Task to complete: Return every line of the records below verbatim, without alteration or omission.

Input material:
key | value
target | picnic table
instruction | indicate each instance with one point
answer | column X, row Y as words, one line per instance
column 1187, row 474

Solution to the problem:
key | value
target | picnic table
instruction | indicate each instance with one point
answer | column X, row Y as words, one line per instance
column 1187, row 474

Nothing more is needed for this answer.